Prompt => Write only the number of lines in the records beneath that hold "water".

Data to examine =>
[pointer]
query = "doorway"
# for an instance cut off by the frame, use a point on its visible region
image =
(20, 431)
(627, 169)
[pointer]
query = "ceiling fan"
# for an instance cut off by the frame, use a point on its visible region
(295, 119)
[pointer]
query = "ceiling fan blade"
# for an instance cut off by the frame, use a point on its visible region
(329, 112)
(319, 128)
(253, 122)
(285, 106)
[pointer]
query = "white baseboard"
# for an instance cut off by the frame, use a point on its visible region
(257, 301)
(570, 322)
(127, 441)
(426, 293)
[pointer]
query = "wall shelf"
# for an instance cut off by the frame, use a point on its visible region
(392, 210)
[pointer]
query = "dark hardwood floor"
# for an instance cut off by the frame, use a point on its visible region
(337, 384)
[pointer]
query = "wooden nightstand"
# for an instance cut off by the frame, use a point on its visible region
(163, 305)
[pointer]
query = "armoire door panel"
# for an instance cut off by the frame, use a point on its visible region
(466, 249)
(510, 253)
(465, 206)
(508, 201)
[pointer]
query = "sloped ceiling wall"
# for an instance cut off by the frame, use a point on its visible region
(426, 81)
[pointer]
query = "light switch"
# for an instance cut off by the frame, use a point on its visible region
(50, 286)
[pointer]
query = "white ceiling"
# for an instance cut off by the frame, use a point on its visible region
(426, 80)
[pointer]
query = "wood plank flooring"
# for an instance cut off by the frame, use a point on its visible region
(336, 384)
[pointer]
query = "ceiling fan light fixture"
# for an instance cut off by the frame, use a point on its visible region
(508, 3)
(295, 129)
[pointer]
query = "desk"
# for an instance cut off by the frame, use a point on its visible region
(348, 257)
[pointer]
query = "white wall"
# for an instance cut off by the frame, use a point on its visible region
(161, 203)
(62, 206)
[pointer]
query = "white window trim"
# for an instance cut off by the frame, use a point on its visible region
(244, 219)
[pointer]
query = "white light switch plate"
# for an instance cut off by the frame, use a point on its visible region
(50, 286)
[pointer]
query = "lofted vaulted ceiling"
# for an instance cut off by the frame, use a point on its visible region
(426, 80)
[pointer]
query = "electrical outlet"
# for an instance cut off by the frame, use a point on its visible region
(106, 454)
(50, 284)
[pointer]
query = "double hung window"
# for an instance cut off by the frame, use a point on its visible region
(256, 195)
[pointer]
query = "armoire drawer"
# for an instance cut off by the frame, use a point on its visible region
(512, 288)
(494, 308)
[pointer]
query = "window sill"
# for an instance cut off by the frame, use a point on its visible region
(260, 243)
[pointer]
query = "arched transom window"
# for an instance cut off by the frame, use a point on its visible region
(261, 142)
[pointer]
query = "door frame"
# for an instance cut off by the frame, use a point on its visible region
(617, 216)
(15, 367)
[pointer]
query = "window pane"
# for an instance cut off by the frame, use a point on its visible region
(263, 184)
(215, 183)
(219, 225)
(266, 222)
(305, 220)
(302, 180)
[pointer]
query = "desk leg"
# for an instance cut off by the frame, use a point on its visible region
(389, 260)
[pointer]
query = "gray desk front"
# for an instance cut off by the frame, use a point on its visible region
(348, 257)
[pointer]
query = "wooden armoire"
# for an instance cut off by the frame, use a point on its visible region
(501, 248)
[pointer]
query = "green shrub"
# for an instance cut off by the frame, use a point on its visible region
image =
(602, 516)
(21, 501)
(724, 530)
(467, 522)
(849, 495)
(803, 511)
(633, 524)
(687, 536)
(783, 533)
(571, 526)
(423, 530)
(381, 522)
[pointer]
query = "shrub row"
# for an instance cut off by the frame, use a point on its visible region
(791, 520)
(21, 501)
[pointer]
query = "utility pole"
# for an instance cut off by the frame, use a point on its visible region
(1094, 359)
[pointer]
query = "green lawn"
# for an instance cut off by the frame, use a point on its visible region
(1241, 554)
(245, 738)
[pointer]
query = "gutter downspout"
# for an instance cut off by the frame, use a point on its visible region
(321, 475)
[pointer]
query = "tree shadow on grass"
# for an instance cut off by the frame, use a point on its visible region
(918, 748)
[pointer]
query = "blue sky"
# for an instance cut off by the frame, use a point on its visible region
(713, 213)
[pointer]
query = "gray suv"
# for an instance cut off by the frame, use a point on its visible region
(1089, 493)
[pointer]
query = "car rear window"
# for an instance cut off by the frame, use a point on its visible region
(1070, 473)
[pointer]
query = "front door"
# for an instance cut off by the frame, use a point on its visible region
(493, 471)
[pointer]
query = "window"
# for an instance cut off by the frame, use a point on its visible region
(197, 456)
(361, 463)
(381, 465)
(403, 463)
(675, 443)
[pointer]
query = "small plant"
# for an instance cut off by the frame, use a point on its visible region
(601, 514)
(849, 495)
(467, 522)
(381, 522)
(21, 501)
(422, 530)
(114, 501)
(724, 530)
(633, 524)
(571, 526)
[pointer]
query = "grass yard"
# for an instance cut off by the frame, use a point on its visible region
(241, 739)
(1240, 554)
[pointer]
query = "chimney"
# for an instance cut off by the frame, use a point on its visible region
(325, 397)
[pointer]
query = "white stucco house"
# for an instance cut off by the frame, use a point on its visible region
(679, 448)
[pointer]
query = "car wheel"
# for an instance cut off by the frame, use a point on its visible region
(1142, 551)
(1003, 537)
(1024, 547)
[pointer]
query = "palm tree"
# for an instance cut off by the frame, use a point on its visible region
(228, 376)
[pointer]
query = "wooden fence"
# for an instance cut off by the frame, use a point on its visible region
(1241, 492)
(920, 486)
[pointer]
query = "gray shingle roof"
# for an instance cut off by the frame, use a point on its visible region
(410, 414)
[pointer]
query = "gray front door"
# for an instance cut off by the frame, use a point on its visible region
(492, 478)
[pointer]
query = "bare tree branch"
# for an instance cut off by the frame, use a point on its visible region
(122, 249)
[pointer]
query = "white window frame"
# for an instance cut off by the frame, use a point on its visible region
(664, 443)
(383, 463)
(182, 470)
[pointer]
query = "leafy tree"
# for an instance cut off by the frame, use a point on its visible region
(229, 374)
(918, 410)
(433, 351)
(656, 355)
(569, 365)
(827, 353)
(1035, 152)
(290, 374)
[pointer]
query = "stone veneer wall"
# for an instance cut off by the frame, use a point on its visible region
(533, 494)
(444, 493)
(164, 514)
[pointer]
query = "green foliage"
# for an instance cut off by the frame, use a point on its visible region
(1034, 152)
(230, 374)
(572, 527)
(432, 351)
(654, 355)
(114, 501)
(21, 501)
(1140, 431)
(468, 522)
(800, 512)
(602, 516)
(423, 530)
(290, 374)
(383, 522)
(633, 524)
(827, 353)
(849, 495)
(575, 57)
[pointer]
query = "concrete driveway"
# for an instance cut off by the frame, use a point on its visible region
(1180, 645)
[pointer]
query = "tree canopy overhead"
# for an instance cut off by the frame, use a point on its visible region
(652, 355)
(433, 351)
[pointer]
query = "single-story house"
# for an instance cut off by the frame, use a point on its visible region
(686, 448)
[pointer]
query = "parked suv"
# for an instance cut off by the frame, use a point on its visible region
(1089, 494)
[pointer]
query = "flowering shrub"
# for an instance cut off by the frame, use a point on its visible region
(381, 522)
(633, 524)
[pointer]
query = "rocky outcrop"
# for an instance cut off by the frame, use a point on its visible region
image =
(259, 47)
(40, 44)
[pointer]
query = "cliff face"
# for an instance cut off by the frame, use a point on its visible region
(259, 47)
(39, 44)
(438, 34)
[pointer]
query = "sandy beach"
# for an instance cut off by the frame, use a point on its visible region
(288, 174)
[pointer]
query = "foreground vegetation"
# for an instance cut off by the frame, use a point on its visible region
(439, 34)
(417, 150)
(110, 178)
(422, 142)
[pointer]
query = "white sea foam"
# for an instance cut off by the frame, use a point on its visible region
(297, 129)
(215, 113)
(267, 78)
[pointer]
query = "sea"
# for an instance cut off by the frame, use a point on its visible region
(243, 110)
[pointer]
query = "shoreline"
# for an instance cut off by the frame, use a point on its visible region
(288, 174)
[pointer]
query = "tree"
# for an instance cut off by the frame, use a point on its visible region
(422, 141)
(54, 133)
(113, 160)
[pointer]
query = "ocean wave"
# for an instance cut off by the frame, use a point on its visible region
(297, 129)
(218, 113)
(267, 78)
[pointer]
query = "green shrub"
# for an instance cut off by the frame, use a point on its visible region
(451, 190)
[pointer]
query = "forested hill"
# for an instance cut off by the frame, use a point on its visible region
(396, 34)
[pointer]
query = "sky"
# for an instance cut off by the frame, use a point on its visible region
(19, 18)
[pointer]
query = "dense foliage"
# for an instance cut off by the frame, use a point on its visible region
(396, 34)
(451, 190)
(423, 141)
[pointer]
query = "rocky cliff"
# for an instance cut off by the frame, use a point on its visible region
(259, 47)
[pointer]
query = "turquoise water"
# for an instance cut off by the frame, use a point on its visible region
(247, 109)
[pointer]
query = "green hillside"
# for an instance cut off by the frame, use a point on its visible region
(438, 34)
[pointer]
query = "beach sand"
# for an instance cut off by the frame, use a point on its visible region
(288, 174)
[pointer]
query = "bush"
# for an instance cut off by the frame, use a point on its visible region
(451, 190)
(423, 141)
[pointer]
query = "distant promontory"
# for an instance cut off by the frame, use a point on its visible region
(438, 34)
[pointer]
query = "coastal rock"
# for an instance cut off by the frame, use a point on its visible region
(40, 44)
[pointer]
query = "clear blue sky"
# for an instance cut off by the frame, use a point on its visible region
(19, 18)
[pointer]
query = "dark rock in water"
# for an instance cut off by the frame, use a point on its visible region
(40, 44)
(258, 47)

Output below => 2